Render these records as a numbered list, omitting blank lines and leaving out the pictures.

──────── Records shown

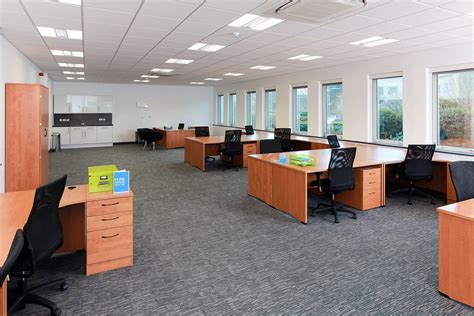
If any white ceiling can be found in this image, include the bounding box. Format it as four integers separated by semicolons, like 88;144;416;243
0;0;474;85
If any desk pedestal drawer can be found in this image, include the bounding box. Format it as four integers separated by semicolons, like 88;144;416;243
87;226;133;265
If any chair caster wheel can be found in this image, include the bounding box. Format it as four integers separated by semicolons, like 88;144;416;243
59;282;69;292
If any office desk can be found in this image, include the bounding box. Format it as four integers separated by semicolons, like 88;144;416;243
0;185;133;316
438;199;474;307
153;127;195;149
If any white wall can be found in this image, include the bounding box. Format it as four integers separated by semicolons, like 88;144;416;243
0;35;52;192
215;45;474;145
54;82;214;142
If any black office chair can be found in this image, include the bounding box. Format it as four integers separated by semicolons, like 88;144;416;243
220;129;243;171
245;125;255;135
310;147;357;223
326;135;341;148
273;127;293;151
389;145;436;205
260;139;283;154
449;161;474;202
143;130;163;151
10;175;67;315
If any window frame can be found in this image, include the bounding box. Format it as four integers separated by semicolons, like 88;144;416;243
321;80;344;138
291;84;309;135
263;88;277;131
371;72;404;146
431;67;474;156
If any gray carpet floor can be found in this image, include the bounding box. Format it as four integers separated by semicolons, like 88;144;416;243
13;144;473;315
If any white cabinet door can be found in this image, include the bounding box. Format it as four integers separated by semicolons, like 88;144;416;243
82;126;97;144
84;95;99;113
70;127;84;145
53;127;71;145
97;95;114;113
97;126;114;143
53;95;71;113
67;95;84;113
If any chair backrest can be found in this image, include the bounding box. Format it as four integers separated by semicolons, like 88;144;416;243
194;126;209;137
0;229;25;282
404;144;436;178
245;125;255;135
328;147;357;193
260;139;283;154
449;161;474;201
23;175;67;264
326;135;341;148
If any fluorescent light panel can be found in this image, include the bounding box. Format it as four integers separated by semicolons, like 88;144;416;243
166;58;194;65
229;14;284;31
188;43;225;52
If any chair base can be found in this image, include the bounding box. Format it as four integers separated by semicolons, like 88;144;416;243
388;183;436;205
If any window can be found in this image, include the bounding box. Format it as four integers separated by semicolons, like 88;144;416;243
372;77;403;143
323;82;342;136
265;89;276;130
229;93;237;126
433;69;474;151
247;91;257;126
293;87;308;133
217;95;224;125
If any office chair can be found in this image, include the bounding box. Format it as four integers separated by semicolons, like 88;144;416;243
194;126;216;162
273;127;293;151
449;161;474;202
260;139;282;154
245;125;255;135
10;175;67;315
310;147;357;223
326;135;341;148
389;145;436;205
143;130;163;151
220;129;243;171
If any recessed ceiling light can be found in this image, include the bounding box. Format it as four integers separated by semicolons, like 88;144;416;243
166;58;194;65
51;49;84;57
37;26;82;39
188;43;225;52
229;13;284;31
151;68;174;72
288;54;323;61
250;65;276;70
351;36;398;47
58;63;84;68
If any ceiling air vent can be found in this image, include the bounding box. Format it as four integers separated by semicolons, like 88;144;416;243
259;0;366;24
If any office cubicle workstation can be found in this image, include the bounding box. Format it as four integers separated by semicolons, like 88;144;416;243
0;0;474;316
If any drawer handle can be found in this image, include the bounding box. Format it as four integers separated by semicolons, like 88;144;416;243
102;233;120;238
102;216;120;222
102;202;120;206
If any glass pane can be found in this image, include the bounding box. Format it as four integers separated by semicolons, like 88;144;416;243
323;83;342;135
247;91;257;126
293;87;308;133
265;90;276;130
376;77;403;142
438;70;474;148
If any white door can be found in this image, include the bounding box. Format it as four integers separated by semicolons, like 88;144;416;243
82;126;97;144
70;127;84;145
97;126;113;143
53;95;71;113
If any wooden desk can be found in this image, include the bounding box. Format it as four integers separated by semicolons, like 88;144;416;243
0;185;133;316
153;128;195;149
438;199;474;307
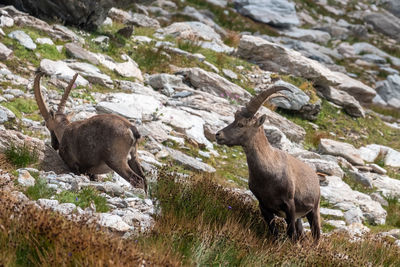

────────────────

Task output ▸
1. If any white ceiling can be found in this image, include the bounding box. Format it as four integers separated by semicolons, like 88;144;416;243
2. 0;0;474;85
3. If any desk pedestal drawer can be found in this image, include the bounding box. Format it as four integers separated by semicolons, like 88;144;416;243
4. 87;226;133;265
5. If any chair caster wheel can be found in this image, include the bounding box. Format it as four integers separated by semicolons, like 88;144;416;243
6. 59;282;69;292
7. If any office desk can be found in this image, include the bounding box. Format it as four integers separated by semicolons, like 88;144;416;243
8. 0;185;133;316
9. 438;199;474;307
10. 153;127;195;149
11. If any white wall can be found in this image, include the bounding box. Format it as four integers separated by semicolons, like 88;144;416;243
12. 0;35;52;192
13. 215;45;474;145
14. 54;82;214;142
15. If any black office chair can be found in this image, include the bounding box. Format it as four integers separated by semicolons, like 88;144;416;243
16. 220;129;243;171
17. 245;125;255;135
18. 310;147;357;223
19. 326;135;341;148
20. 273;127;293;151
21. 389;145;436;205
22. 260;139;283;154
23. 449;161;474;202
24. 143;130;163;151
25. 10;175;67;315
26. If any window frame can be found in this image, include the bounding box. Format it as four integers separated by semicolons, like 88;144;416;243
27. 321;80;344;138
28. 291;84;309;135
29. 263;88;277;131
30. 371;72;404;146
31. 431;67;474;156
32. If any gray carpet floor can be found in this image, include the bounding box. Format it as four integers separated by semicolons, like 88;144;416;243
33. 13;144;473;315
34. If any white cabinet door can be found in this image, include the bounding box. Format it as four integers separated by semicolons, like 88;144;416;243
35. 82;126;97;144
36. 84;95;99;113
37. 70;127;84;145
38. 53;127;71;145
39. 97;95;114;113
40. 97;126;114;143
41. 53;95;71;113
42. 67;95;84;113
43. If any chair backrest can be found in this image, include the bounding box. Format it as four integers separated by semicolons, like 88;144;416;243
44. 194;126;209;137
45. 0;229;25;282
46. 404;144;436;178
47. 245;125;255;135
48. 328;147;357;193
49. 260;139;283;154
50. 449;161;474;201
51. 23;175;67;264
52. 326;135;341;148
53. If any fluorescent light panel can be found in this image, include the bounding box. Format it as four integers separated by semicolons, like 88;144;416;243
54. 166;58;194;65
55. 229;14;284;31
56. 188;43;225;52
57. If any chair base can be found in this image, include the bounding box. Format it as four integers separated by semicolons, like 88;144;416;243
58. 388;183;436;205
59. If any window can be found in this image, include the bounding box. Format it as four integers separated by semicolons, like 88;144;416;243
60. 372;77;403;143
61. 323;82;342;136
62. 265;89;276;130
63. 229;93;237;126
64. 433;69;474;151
65. 247;91;257;126
66. 293;87;308;133
67. 217;95;224;125
68. If any office chair can be found in this image, include the bounding box. Format it as four integers separated by semicolons, like 88;144;416;243
69. 194;126;216;162
70. 273;127;293;151
71. 449;161;474;202
72. 260;139;282;154
73. 245;125;255;135
74. 10;175;67;315
75. 310;147;357;223
76. 326;135;341;148
77. 389;145;436;205
78. 143;130;163;151
79. 220;129;243;171
80. If any recessed ceiling light can be found in this image, include the bounding box. Format it as four integers separated by semicolons, like 88;144;416;243
81. 166;58;194;65
82. 51;49;84;57
83. 37;26;82;39
84. 188;43;225;52
85. 229;13;284;31
86. 151;68;174;72
87. 288;54;323;61
88. 250;65;276;70
89. 351;36;398;47
90. 58;63;84;68
91. If any ceiling air vent can be found in this image, include the bounding box. Format it as four integers separated by semicolons, like 88;144;416;243
92. 259;0;366;24
93. If any office cubicle workstation can be found in this image, include the bounding box. Format it as four integers separated by semicolons, like 88;144;416;243
94. 0;0;474;316
95. If any drawer handle can be found in this image, include the bounding box. Format it as four integers separated by semicolons, like 88;144;416;243
96. 102;233;120;238
97. 102;216;120;222
98. 102;202;120;206
99. If any glass pane can be found in this image, include the bounding box. Format it as four integers separated by semicolons, like 88;144;416;243
100. 323;83;342;135
101. 247;91;257;126
102. 293;87;308;133
103. 265;90;276;130
104. 376;77;403;142
105. 438;70;474;148
106. If any white door can be found in this image, include the bounding box. Format it as four integers separated by semicolons, like 88;144;416;243
107. 82;126;97;144
108. 70;127;84;145
109. 97;126;113;143
110. 53;95;71;113
111. If any wooden desk can be found in this image, include the bounding box. Format it as four integers separated by semicolons, like 88;144;416;243
112. 0;185;133;316
113. 153;128;195;149
114. 438;199;474;307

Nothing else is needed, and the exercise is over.